→ **GIVEN TASK**
Copy all of the rows below word for word, leaving out the pictures.

→ **THE DATA**

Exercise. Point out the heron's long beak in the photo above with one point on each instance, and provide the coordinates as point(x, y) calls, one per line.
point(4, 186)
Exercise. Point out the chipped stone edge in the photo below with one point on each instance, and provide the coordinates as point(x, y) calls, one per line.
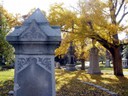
point(99, 87)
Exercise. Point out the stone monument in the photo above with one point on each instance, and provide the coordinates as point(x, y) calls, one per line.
point(94, 60)
point(70, 66)
point(34, 43)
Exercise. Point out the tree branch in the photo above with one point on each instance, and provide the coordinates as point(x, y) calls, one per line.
point(116, 3)
point(122, 17)
point(118, 11)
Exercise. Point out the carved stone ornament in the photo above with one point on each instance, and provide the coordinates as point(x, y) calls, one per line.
point(33, 33)
point(23, 63)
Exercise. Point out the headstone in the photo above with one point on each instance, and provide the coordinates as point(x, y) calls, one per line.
point(125, 63)
point(108, 57)
point(107, 64)
point(57, 65)
point(70, 66)
point(94, 62)
point(34, 43)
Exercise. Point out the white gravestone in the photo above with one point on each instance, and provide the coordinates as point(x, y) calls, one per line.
point(34, 43)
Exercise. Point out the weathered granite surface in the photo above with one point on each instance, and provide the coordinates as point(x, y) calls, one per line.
point(34, 43)
point(94, 62)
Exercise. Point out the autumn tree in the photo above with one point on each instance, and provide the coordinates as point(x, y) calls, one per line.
point(66, 19)
point(102, 21)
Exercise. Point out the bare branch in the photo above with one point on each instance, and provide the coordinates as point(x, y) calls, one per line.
point(118, 11)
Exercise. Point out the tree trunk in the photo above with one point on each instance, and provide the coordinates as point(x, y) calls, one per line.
point(82, 64)
point(117, 61)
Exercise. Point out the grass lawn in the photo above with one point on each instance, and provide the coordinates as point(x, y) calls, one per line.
point(68, 85)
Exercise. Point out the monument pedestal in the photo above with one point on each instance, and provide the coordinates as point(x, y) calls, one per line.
point(34, 43)
point(94, 62)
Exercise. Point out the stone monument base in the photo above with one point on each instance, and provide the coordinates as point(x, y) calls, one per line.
point(70, 67)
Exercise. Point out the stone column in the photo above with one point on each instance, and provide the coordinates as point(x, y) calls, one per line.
point(34, 43)
point(94, 62)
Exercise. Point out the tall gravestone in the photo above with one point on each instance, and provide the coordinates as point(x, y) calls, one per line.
point(34, 43)
point(94, 62)
point(70, 66)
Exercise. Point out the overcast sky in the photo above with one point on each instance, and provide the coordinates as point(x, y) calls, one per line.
point(24, 6)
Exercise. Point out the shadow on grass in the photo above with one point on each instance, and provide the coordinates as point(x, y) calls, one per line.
point(5, 87)
point(72, 87)
point(77, 88)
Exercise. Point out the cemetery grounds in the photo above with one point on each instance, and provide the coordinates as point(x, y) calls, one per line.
point(68, 84)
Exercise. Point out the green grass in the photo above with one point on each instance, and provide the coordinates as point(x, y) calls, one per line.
point(6, 75)
point(68, 85)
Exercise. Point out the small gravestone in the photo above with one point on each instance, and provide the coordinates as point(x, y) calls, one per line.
point(70, 66)
point(94, 62)
point(34, 43)
point(108, 56)
point(125, 63)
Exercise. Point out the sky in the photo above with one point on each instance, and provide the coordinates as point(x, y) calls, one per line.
point(24, 6)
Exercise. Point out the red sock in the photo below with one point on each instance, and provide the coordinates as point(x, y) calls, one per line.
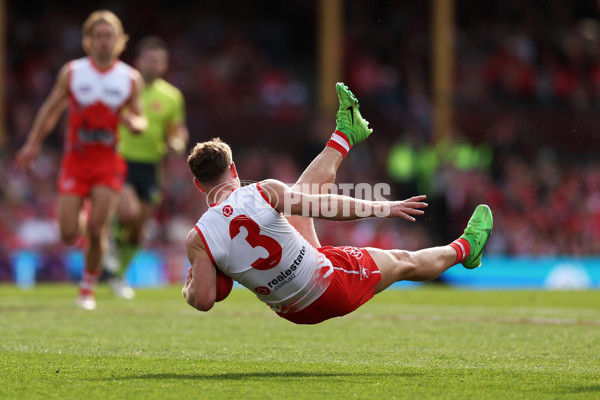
point(462, 247)
point(88, 282)
point(340, 142)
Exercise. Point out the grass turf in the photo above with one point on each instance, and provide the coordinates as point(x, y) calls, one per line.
point(420, 343)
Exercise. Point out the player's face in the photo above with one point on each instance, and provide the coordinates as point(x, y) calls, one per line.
point(152, 64)
point(103, 41)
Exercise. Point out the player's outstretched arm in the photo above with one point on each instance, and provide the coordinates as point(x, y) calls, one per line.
point(199, 290)
point(337, 207)
point(45, 120)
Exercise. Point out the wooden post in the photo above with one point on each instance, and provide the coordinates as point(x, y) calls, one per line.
point(443, 67)
point(330, 53)
point(3, 127)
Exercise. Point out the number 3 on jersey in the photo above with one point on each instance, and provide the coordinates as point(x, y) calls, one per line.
point(255, 239)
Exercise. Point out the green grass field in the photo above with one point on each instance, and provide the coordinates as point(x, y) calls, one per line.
point(415, 344)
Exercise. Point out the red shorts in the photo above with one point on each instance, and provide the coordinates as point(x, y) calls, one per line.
point(79, 175)
point(353, 281)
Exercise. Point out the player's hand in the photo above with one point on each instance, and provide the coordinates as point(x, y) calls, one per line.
point(27, 155)
point(407, 208)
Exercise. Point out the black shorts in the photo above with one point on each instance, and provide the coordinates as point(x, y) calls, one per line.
point(143, 177)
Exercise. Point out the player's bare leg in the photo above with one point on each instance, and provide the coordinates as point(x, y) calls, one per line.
point(69, 208)
point(132, 214)
point(402, 265)
point(104, 204)
point(428, 264)
point(351, 128)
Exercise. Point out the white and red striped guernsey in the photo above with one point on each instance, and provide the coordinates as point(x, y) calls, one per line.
point(250, 241)
point(95, 101)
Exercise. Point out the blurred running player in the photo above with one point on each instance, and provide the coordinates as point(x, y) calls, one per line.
point(95, 88)
point(245, 235)
point(164, 108)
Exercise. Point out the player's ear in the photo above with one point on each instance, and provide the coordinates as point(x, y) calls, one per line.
point(199, 185)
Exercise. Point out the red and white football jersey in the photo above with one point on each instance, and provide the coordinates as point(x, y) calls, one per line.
point(95, 101)
point(250, 241)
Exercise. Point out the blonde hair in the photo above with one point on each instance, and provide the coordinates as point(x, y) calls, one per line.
point(108, 17)
point(209, 160)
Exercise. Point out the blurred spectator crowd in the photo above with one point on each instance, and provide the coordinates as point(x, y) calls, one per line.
point(527, 81)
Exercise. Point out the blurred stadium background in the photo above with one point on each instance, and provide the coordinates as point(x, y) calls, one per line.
point(471, 102)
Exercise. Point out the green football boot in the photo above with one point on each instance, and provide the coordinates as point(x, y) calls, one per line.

→ **SOLUTION FOR THIS EXERCISE**
Exercise. Point out the heron's long beak in the photo above with one point on each instance, and provide the coordinates as point(x, y) calls, one per line.
point(4, 186)
Exercise. Point out the chipped stone edge in the photo below with one point on each instance, and provide the coordinates as point(x, y) calls, one per line.
point(99, 87)
Exercise. Point out the stone monument in the photo above with one point on each instance, and provide the coordinates as point(x, y) calls, one per line.
point(94, 60)
point(70, 66)
point(34, 43)
Exercise. Point out the tree branch in the photo above with one point on each instance, and provide the coordinates as point(x, y) calls, one per line.
point(116, 3)
point(122, 17)
point(118, 11)
Exercise. Point out the carved stone ornament in the photo above with one point on each instance, and provide the coordinates as point(x, y) calls, one per line.
point(33, 33)
point(23, 63)
Exercise. Point out the headstone in the photo above with one point on each instance, and provide the coordinates as point(x, y) calls, one per line.
point(125, 63)
point(108, 57)
point(107, 64)
point(57, 65)
point(70, 66)
point(94, 62)
point(34, 43)
Exercise. Point out the white gravestone in the photo above with one point on each instance, and provide the coordinates as point(x, y) calls, one per line.
point(34, 43)
Exercise. Point out the weathered granite surface in the photo above with one point on each instance, and provide the coordinates as point(x, y) calls, one per line.
point(34, 43)
point(94, 62)
Exercise. Point out the autumn tree in the photo above with one point on each instance, and provide the coordinates as point(x, y) calls, one per line.
point(66, 19)
point(102, 21)
Exercise. Point out the bare branch in the photo above with one point on each instance, and provide the coordinates as point(x, y) calls, one per line.
point(118, 11)
Exercise. Point out the tree trunk in the photo above with one point on each instance, and provide the coordinates as point(x, y) calls, one per line.
point(82, 64)
point(117, 61)
Exercise. Point out the grass lawn in the photo above with one point on each instance, and provide the coordinates as point(x, y) calls, one per line.
point(68, 85)
Exercise. Point out the monument pedestal in the photo above with one point on each instance, and provide the coordinates as point(x, y) calls, one per line.
point(34, 43)
point(94, 62)
Exercise. Point out the stone monument base in the photo above with one point on each instance, and provide the coordinates as point(x, y) calls, one per line.
point(70, 67)
Exercise. Point out the stone column in the photo above with one point on each instance, and provide the coordinates as point(x, y) calls, one per line.
point(34, 43)
point(94, 62)
Exercise. Point out the tall gravestone in the photo above with one point on each instance, and provide the coordinates as point(x, y) calls, one per line.
point(34, 43)
point(94, 62)
point(70, 66)
Exercise. Point out the overcast sky in the photo above with one point on each instance, and provide the coordinates as point(x, y) calls, one per line.
point(24, 6)
Exercise. Point out the shadow on grass in the photo above with one point on each instance, and provide the coordinates as point(x, y) calls, one per line.
point(5, 87)
point(72, 87)
point(77, 88)
Exercise. Point out the cemetery grounds in the photo above with one point on each instance, and provide the coordinates as point(x, y) calls, one per line.
point(68, 84)
Exercise. Point out the green grass in the photo above with one point on each instance, and provide the coordinates as point(x, y) calls, one per line.
point(6, 75)
point(68, 85)
Exercise. Point out the small gravestone in the photo above with one point on each instance, and provide the coordinates as point(x, y) calls, one per line.
point(70, 66)
point(94, 62)
point(34, 43)
point(108, 56)
point(125, 63)
Exercise. Point out the sky in the photo above with one point on each instance, and provide the coordinates as point(x, y) calls, one per line.
point(24, 6)
Exercise. Point out the red sock in the photo below with one point on each instance, and provide the coordinates as point(x, y) calls, one per line.
point(462, 247)
point(88, 282)
point(340, 142)
Exercise. Point out the grass turf in the photo above with one point on each instance, and provide the coordinates as point(x, y) calls, one per line.
point(420, 343)
Exercise. Point out the player's face in the photo above with one point on each instance, and provide the coordinates as point(x, y) calls, one per line.
point(152, 64)
point(103, 41)
Exercise. Point out the player's outstretched arm in the photo above with one point on each instance, and provide the coordinates as point(x, y) calls, one per line.
point(199, 290)
point(337, 207)
point(45, 120)
Exercise. Point out the wooden post in the photo above with one point on each instance, and provide the coordinates as point(x, y) calls, one per line.
point(443, 67)
point(330, 53)
point(3, 127)
Exercise. Point out the number 3 on jersey in the photo above with one point on each instance, and provide the coordinates as point(x, y) calls, one per line.
point(255, 239)
Exercise. Point out the green grass field in the photo above with one point on each instance, and provide the coordinates as point(x, y) calls, one per line.
point(415, 344)
Exercise. Point out the red shorts in the photo above with one point on each instance, and provide the coordinates as point(x, y) calls, one per line.
point(79, 175)
point(353, 281)
Exercise. Point out the player's hand in the photo above with one point on each instance, and provide the coordinates as point(x, y) calls, one per line.
point(27, 155)
point(407, 208)
Exercise. Point out the black shorts in the photo above with one point on each instance, and provide the coordinates as point(x, y) calls, one per line.
point(143, 177)
Exercise. Point out the player's bare leg in the photo above with one point on each instance, and provide the coordinates as point(x, y) calls, one per line.
point(69, 208)
point(132, 214)
point(402, 265)
point(104, 204)
point(428, 264)
point(351, 128)
Exercise. Point out the white and red striped guernsey in the photo above with one point on each instance, and provide the coordinates as point(x, y) calls, one per line.
point(250, 241)
point(95, 101)
Exercise. Point out the blurred running player in the photo above with one point on each instance, and provide the coordinates as point(x, y) calls, one per line.
point(95, 88)
point(245, 235)
point(164, 108)
Exercise. Point out the player's ear in the photo above with one point on each instance, and provide the coordinates as point(x, y) calls, one per line.
point(199, 185)
Exercise. Point out the red and white football jersey in the photo above with one point on each instance, and provide the coordinates as point(x, y) calls, one per line.
point(95, 101)
point(250, 241)
Exercise. Point out the blonde hair in the photo above with one point on each instance, and provide the coordinates as point(x, y) calls, one per line.
point(108, 17)
point(209, 160)
Exercise. Point out the blurred spectator crowd in the photo above with one point on each instance, and provide the coordinates as point(x, y) calls, one per line.
point(527, 81)
Exercise. Point out the blurred stadium background in the photo above with one point on each instance, and provide the coordinates as point(x, y) calls, one per line.
point(471, 102)
Exercise. Point out the green football boot in the photo above with one point on each instance, and provide the coordinates as point(x, y) calls, one per line.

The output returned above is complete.